WRITTEN INSTRUCTION = Copy each of the following items word for word, reproducing every line without any change.

## Begin DATA SUPPLIED

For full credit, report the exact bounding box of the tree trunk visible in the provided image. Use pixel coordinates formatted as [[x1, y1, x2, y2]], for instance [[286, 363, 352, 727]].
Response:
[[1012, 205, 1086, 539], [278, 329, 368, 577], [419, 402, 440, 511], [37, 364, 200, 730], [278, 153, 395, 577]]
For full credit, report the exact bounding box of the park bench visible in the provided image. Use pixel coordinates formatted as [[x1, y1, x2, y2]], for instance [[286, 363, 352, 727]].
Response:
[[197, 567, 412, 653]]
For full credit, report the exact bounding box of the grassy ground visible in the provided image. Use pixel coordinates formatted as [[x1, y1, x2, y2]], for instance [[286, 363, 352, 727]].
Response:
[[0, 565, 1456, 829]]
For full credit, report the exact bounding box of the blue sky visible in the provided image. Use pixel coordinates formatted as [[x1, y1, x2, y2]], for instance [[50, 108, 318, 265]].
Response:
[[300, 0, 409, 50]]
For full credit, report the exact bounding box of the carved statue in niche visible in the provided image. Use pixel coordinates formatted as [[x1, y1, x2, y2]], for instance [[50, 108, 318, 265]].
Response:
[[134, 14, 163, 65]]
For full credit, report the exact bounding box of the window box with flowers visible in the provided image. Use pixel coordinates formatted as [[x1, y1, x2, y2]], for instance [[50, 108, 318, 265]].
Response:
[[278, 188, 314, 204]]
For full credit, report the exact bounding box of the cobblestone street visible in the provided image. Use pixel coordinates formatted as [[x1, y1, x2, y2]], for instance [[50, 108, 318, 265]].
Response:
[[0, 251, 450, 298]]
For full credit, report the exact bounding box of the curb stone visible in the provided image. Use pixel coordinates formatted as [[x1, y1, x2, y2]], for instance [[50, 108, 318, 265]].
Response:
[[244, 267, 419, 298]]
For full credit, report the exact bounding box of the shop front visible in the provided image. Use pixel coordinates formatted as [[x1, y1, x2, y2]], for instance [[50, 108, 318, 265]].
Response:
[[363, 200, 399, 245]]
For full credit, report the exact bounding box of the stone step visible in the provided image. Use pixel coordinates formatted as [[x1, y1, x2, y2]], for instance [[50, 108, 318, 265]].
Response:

## End DATA SUPPLIED

WORKED ANSWER =
For full credit, report the exact bounding box of the tree trunk visible in the provided image. Use pixel coordinates formatted as [[x1, y1, x2, y2]], for instance [[286, 363, 352, 727]].
Response:
[[1012, 205, 1086, 539], [278, 329, 368, 577], [419, 402, 440, 511], [37, 364, 200, 730], [278, 153, 395, 577]]
For full credit, report the exact bounding box of the park bench visible in the provided image. Use pixel coordinates formatted as [[x1, y1, x2, y2]], for instance [[286, 363, 352, 727]].
Response:
[[197, 567, 412, 653]]
For full credit, report the exact bounding box of the grassy ground visible in the provided image. Use pixel coordinates formatted as [[x1, y1, x2, y2]], for instance [[286, 363, 352, 727]].
Response:
[[0, 565, 1456, 829]]
For full credit, report the exact bounding box of the blue sky visible in the provided image. Use pixel coordinates formatted as [[x1, y1, x2, y2]], for instance [[50, 108, 318, 265]].
Response:
[[300, 0, 409, 50]]
For full credit, report the exact bounding box of the carved statue in niche visible in the provided image. Use pixel coordinates formatted as [[x1, y1, x2, y2]], for instance [[50, 108, 318, 265]].
Response:
[[134, 14, 163, 65]]
For full credit, report the exact bounding box of the window box with flowers visible in the provided image. Use pixel coordinates formatted as [[x1, y1, x2, y2]], for instance [[50, 108, 318, 265]].
Response:
[[278, 188, 314, 204]]
For full credit, report the exact bounding box of the cobblestone street visible in the provided image. Use pixel coordinates formatted as [[x1, y1, x2, y2]], for instance [[50, 108, 318, 265]].
Response:
[[0, 251, 450, 298]]
For full credit, report the exact bounding box of the curb stone visible in the provided image. Use pixel coordinates formatted as [[x1, y1, x2, y2]], for instance [[50, 108, 318, 265]].
Response:
[[244, 267, 419, 298]]
For full credit, report the exact bounding box of the shop front visible in the provided image. Use pixel coordinates formatted as [[x1, y1, x2, y2]], for instance [[50, 108, 318, 265]].
Response:
[[363, 200, 399, 245]]
For full credit, report the exact bounding box of the stone step visible in the provided image. Use pixel coordinates formatted as [[x1, y1, x2, y2]], for instance [[50, 108, 318, 265]].
Response:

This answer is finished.